• DOCUMENT EXCERPT:
"""

Reviewed by: Jonathan Moersch

Date posted: 05/20/2018

The Majesty on High: Introduction to the Kingdom of God in the New Testament, by S. M. Baugh. Create Space, 2017. Paperback, 168 pages, $12.95 (Amazon). Reviewed by OP pastor Jonathan Moersch.

Reading the Gospels, one comes away with the clear impression that Jesus spoke at length concerning the kingdom of God (occurring over one hundred times). But what exactly is the kingdom? A topic of such magnitude is difficult to define in a succinct, yet comprehensive manner. After many years of study and reflection on the topic, Dr. Steven Baugh offers this very simple definition of the kingdom: it’s the New Creation.

This definition of the kingdom helps to correct the misunderstanding that amillennialists “spiritualize” the nature of the kingdom, reducing it merely to the moral reign of God in the hearts of the elect. On the contrary, understanding the kingdom to be nothing less than the new heavens and new earth—which the New Testament repeatedly affirms is more lasting, permanent, and unshakable than things seen on earth (2 Cor. 4:18; Heb. 11:10, 12:28)—offers the most concrete, tangible kingdom imaginable. And yet the amazing news of the gospel is that this kingdom of God is at hand (Matt. 4:17)! As Baugh points out, Christ has truly inaugurated the kingdom of God at his first coming, but we await the full consummation of it at his second coming.

As the subtitle implies, this book is merely an introduction to the kingdom of God. While it does not address all aspects of the kingdom, it enables the reader to gain a solid foundation for future studies, such as the kingdom and the church, the kingdom in the world, and kingdom ethics.

In order to gain greater appreciation for how exactly the kingdom of God has been already inaugurated and how it will be finally consummated in the future, Baugh considers the following elements of the kingdom: the King, his kingly dominion, the realm, the subjects of the realm, and covenant as kingdom constitution.

Each chapter of the book is a careful study of a biblical passage that demonstrates these elements. These passages include Revelation 4 and 5, John 3, 1 Corinthians 15, and Matthew 5. For chapters 7 and 8 of the book, Baugh brings out several passages that explore the connection between the kingdom and covenant, namely, that a covenant establishes or legally constitutes a kingdom.

This book is written in a non-technical style, so one does not need to know Greek or theological jargon to benefit from it. That being said, it is not overly simplistic, and it does require careful reading. Although intended for the layperson, I suspect pastors and scholars alike will glean from these pages. Baugh brings his wealth of knowledge of Greek and of Greco-Roman culture to illumine the text of Scripture.

The Majesty on High is recommended for any who would like to gain a greater understanding of the kingdom of God and an appreciation for what it means to be a citizen of it.

"""

• RECORD LIST:

"""

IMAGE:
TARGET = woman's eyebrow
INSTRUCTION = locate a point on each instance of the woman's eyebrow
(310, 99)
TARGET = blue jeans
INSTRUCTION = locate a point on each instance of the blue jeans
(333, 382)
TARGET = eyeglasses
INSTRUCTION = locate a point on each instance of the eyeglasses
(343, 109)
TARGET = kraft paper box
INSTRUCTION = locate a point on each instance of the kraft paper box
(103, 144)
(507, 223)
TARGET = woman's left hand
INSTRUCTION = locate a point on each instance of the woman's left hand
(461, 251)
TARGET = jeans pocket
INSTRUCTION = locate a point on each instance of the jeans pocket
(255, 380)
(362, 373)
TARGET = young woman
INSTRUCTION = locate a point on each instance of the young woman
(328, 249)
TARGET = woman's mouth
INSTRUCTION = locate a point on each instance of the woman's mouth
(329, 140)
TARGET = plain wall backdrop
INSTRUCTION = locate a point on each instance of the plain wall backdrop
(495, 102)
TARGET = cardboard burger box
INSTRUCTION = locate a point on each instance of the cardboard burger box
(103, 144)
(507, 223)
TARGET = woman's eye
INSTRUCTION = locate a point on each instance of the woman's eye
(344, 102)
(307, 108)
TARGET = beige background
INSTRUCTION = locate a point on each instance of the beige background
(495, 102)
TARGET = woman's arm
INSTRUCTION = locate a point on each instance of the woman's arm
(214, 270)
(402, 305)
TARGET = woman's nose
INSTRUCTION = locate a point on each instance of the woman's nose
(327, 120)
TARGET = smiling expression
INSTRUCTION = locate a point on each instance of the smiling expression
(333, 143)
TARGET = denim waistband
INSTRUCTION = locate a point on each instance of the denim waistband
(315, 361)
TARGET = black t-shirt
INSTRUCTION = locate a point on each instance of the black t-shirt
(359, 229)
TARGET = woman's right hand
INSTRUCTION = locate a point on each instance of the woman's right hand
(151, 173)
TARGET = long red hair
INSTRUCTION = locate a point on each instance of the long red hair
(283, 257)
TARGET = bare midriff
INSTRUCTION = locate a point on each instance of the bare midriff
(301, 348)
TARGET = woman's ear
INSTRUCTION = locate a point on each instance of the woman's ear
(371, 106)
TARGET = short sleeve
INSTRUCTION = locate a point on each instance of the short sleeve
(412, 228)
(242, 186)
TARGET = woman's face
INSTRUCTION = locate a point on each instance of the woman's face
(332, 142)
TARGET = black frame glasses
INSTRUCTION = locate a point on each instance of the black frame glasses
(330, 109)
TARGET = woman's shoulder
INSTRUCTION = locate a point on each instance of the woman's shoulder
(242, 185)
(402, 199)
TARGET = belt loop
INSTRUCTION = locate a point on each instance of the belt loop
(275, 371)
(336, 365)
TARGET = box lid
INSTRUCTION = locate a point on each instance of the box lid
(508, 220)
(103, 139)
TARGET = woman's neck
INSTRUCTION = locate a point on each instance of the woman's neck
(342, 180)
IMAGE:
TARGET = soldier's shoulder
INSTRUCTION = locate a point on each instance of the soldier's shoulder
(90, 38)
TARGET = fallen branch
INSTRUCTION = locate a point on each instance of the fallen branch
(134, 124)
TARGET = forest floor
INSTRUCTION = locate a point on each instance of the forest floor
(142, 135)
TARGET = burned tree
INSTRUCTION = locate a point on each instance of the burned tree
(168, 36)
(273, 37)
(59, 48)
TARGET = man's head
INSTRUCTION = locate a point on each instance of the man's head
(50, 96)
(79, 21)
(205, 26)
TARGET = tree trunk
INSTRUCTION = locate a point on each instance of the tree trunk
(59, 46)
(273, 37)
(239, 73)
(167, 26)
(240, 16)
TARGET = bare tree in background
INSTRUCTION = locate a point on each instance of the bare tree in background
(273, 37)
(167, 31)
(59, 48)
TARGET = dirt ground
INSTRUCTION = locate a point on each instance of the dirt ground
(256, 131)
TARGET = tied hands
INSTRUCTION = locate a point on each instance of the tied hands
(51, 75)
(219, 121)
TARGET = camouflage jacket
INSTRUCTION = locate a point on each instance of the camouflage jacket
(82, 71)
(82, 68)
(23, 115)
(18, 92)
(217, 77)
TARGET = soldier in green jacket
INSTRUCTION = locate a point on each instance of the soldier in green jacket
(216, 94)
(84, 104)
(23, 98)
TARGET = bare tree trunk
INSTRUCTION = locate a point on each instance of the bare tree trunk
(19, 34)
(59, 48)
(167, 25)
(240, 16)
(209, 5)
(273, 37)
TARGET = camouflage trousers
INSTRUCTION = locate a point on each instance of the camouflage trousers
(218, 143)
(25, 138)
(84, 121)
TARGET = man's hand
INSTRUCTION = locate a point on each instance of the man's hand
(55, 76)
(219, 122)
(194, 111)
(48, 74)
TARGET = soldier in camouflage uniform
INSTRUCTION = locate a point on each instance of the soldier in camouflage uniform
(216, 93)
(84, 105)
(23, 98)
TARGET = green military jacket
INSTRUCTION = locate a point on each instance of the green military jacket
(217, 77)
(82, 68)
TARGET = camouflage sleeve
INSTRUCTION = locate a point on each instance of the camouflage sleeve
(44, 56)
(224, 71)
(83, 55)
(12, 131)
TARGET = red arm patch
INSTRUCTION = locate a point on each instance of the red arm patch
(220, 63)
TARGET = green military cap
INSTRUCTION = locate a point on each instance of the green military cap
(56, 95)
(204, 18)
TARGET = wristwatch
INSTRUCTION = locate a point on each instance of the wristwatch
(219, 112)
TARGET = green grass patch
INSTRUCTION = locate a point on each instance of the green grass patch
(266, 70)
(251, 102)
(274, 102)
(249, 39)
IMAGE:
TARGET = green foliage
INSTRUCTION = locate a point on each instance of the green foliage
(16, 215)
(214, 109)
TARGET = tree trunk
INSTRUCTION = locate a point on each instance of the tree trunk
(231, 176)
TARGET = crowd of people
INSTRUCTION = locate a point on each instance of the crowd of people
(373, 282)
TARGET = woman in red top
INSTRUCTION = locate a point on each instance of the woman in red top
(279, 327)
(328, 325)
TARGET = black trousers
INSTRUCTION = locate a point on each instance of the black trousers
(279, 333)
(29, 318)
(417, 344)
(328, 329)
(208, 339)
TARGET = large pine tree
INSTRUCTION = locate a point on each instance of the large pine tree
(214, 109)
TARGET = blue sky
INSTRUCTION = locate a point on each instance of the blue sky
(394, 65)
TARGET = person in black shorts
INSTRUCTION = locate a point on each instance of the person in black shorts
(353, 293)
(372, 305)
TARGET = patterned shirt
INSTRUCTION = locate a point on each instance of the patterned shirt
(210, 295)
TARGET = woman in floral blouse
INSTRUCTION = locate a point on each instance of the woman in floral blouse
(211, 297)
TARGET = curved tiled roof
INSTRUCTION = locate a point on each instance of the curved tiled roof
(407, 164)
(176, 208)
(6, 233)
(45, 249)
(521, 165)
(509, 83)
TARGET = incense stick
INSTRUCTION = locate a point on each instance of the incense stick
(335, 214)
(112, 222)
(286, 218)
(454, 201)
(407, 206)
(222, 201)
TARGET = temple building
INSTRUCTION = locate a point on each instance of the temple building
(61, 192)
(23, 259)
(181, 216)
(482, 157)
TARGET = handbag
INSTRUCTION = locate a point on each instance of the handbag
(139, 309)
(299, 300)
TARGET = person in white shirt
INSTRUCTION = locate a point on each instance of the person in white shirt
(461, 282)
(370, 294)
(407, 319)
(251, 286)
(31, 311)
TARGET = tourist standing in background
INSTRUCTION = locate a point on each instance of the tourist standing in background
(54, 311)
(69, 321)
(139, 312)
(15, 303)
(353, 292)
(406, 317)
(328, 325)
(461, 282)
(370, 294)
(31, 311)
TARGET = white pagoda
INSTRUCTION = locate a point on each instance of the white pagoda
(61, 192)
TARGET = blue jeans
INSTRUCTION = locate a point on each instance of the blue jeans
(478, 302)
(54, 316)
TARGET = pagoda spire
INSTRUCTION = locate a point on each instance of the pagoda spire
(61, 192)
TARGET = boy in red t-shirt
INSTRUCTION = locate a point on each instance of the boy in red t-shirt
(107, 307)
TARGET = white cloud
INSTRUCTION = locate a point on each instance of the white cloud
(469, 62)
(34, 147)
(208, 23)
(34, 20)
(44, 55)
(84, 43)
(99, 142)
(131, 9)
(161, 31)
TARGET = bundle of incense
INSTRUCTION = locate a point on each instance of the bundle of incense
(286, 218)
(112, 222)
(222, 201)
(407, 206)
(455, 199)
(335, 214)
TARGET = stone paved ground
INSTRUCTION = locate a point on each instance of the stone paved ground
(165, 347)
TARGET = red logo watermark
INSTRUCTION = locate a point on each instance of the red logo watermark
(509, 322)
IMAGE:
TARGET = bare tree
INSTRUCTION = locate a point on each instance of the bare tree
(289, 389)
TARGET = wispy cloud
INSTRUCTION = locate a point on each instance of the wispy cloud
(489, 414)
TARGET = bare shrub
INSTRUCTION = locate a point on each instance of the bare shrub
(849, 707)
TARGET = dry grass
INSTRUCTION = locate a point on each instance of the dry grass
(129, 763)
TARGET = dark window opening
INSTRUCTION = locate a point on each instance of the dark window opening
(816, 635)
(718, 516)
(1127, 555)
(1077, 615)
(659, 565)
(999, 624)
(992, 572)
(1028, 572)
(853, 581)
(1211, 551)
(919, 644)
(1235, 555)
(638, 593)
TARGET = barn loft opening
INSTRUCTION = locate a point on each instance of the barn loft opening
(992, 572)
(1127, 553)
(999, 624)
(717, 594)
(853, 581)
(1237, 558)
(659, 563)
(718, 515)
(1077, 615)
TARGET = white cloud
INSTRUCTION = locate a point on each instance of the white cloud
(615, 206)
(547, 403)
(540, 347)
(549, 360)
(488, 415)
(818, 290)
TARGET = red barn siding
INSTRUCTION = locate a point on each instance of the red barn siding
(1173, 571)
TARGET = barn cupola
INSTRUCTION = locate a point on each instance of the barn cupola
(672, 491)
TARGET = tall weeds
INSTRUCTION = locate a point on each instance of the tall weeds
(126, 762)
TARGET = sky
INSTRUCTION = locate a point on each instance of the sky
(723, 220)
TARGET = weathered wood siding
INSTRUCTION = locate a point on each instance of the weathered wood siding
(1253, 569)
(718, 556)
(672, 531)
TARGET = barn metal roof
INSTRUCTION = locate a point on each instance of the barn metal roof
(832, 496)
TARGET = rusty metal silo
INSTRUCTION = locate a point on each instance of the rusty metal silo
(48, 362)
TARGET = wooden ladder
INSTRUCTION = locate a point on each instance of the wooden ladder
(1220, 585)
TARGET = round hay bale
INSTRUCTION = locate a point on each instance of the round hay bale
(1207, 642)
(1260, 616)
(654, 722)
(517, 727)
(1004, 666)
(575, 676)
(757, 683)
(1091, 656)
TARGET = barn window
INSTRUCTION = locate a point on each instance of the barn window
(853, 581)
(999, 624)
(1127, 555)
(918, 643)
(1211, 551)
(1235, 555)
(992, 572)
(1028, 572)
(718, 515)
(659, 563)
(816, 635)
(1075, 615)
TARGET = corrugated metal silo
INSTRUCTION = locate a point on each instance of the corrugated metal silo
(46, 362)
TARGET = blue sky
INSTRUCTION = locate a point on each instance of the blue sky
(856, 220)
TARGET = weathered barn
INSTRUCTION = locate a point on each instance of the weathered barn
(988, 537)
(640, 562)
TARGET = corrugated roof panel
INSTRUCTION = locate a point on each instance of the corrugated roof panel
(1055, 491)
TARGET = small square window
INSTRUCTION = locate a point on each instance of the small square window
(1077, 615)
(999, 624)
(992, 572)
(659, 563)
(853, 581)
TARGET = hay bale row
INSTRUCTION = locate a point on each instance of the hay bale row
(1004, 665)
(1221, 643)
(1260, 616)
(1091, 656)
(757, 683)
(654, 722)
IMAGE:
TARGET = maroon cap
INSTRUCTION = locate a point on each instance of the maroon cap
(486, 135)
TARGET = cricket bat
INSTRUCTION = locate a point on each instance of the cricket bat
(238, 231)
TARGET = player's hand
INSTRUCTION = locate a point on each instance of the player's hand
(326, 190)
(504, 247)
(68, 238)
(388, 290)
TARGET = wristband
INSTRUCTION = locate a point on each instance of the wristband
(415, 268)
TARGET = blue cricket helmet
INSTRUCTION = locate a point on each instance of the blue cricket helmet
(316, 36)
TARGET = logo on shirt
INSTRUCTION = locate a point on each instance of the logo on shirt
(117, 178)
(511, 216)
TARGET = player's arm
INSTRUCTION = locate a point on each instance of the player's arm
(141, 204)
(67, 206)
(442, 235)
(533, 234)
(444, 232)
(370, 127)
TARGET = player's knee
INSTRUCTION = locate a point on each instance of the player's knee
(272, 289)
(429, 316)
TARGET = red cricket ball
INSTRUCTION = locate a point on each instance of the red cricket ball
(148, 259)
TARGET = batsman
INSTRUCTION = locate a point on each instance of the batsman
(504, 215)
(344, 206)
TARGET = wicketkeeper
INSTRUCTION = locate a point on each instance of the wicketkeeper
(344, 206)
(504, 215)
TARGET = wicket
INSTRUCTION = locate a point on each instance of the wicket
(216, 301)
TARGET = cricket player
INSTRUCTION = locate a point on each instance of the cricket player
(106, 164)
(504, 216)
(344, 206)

"""

• TASK DESCRIPTION: Rewrite the passage of the book review starting with "Each chapter of" and going on through "text of Scripture.", putting "general reader" in place of "layperson".

• THE COMPLETED TASK:
Each chapter of the book is a careful study of a biblical passage that demonstrates these elements. These passages include Revelation 4 and 5, John 3, 1 Corinthians 15, and Matthew 5. For chapters 7 and 8 of the book, Baugh brings out several passages that explore the connection between the kingdom and covenant, namely, that a covenant establishes or legally constitutes a kingdom.

This book is written in a non-technical style, so one does not need to know Greek or theological jargon to benefit from it. That being said, it is not overly simplistic, and it does require careful reading. Although intended for the general reader, I suspect pastors and scholars alike will glean from these pages. Baugh brings his wealth of knowledge of Greek and of Greco-Roman culture to illumine the text of Scripture.